Stephan visse da piccolo in un quartiere alla periferia di Casablanca: un appartamento a due piani, di circa centodieci metri quadrati, nel quale viveva insieme ai suoi genitori, ai suoi tre fratelli e alla sorella. Il papà, oggi defunto, faceva il giardiniere, la madre, tuttora in vita, la cuoca. Con il loro duro e faticoso lavoro e con molti sacrifici mandavano a scuola i loro cinque figli. Vivevano in una zona periferica, lontana dal centro.
Dal cuore di Casablanca partono a raggiera dei grandi viali fiancheggiati da case eleganti. È la parte bella, elegante e ricca della città. Ci sono grandi pasticcerie che espongono sui banconi pigne
di bignè, cornetti di “gazzella”, dolci di datteri. Da piccolo Stephan quando tornava a casa pretendeva dalla madre gli stessi dolci che aveva visto in pasticceria. La madre, molto affettuosa e paziente si muniva di tutto quanto le occorreva per fare almeno i cornetti di “gazzella”,( in arabo “kaab el ghzal”) che tanto piacevano al figlio; paste a forma di mezzaluna farcite con una delicata pasta di mandorle e coperte di glassa di zucchero. Madre abituata a impastare. Quando infatti a Casablanca c’era un matrimonio, le veniva chiesto di preparare il dolce nuziale.
Da bambino Stephan all’età di due anni e mezzo frequentò la scuola materna, a pagamento, molto costosa per la sua famiglia .Compiuti i sei anni andò alle elementari e infine al college dove per tre anni accanto all’arabo imparò anche il francese.
Quando era piccino, Stephan spesso seguiva il padre a lavoro, in un grande giardino di una villa che si trovava al centro di Casablanca. Trascorreva il pomeriggio con lui, seguiva con i suoi occhietti i movimenti sicuri e decisi del padre intento a rivoltare la terra. Il papà era una persona molto dolce e premurosa nei confronti dei figli e un grande lavoratore. Stephan era molto orgoglioso del lavoro del padre. Per lui il saper zappare era come il saper pilotare un aeroplano. Stephan aveva visto l’immagine dell’aereo solo sui libri di scuola e ne era rimasto affascinato; bisognava andare nella giusta direzione senza perdere il controllo del mezzo. Immaginava quindi il padre come un pilota in una cabina di pilotaggio, dove però al posto del timone reggeva la zappa. Un “errore di rotta” avrebbe compromesso la vita di una pianta.

Voci del dataset:
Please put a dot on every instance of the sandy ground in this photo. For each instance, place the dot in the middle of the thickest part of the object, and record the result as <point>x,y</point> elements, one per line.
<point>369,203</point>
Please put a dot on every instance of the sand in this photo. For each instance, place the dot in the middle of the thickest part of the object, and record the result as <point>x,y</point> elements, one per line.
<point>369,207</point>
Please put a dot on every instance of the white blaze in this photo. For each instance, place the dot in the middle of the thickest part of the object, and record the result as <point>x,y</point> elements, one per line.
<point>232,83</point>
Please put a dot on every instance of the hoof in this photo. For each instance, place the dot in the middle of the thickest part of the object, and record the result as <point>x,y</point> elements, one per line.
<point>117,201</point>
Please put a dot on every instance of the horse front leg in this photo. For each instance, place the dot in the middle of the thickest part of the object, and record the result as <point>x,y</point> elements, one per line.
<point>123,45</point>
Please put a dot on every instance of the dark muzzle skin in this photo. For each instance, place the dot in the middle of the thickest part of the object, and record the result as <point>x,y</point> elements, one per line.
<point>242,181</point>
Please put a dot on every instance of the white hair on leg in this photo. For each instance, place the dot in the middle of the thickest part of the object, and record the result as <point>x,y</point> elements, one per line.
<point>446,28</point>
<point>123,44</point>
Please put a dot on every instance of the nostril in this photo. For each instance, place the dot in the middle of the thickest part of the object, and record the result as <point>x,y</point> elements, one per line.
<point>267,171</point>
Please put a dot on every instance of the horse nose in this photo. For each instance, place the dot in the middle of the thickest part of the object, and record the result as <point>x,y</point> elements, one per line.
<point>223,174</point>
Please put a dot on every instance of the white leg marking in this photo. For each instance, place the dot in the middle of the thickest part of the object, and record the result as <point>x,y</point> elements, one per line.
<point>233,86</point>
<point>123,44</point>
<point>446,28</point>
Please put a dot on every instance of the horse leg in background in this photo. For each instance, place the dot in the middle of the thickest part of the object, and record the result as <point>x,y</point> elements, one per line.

Esercizi da svolgere:
**1)** Nel testo sull'infanzia di Stephan, che lavoro faceva sua madre?
**2)** Trasforma in un elenco puntato il paragrafo del testo sull'infanzia di Stephan che inizia con "Da bambino Stephan all'età di due anni e mezzo", conservandone i fatti principali.
**3)** Riscrivi il passo del testo sull'infanzia di Stephan da "Dal cuore di" fino a "il dolce nuziale." compreso, sostituendo "pasticcerie" con "botteghe".
Basati soltanto sul testo.

Risposte fornite:
**1)** Faceva la cuoca.

**2)**
- A due anni e mezzo frequentò la scuola materna, a pagamento e molto costosa per la sua famiglia.
- A sei anni cominciò le elementari.
- Infine andò al college, dove per tre anni imparò il francese oltre all'arabo.

**3)**
Dal cuore di Casablanca partono a raggiera dei grandi viali fiancheggiati da case eleganti. È la parte bella, elegante e ricca della città. Ci sono grandi botteghe che espongono sui banconi pigne
di bignè, cornetti di “gazzella”, dolci di datteri. Da piccolo Stephan quando tornava a casa pretendeva dalla madre gli stessi dolci che aveva visto in pasticceria. La madre, molto affettuosa e paziente si muniva di tutto quanto le occorreva per fare almeno i cornetti di “gazzella”,( in arabo “kaab el ghzal”) che tanto piacevano al figlio; paste a forma di mezzaluna farcite con una delicata pasta di mandorle e coperte di glassa di zucchero. Madre abituata a impastare. Quando infatti a Casablanca c’era un matrimonio, le veniva chiesto di preparare il dolce nuziale.